▸ What you should do
Here are some entries. Print them exactly as they are.

---------- Record extracts

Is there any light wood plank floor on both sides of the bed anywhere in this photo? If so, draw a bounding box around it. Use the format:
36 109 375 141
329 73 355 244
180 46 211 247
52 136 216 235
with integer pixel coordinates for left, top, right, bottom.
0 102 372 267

--------------------

▸ Solution to this problem
Is there any light wood plank floor on both sides of the bed anywhere in this photo? If so, draw a bounding box around it. Use the format:
36 109 375 141
329 73 355 244
180 46 211 247
52 136 216 235
with integer pixel coordinates for left, top, right, bottom.
0 102 372 267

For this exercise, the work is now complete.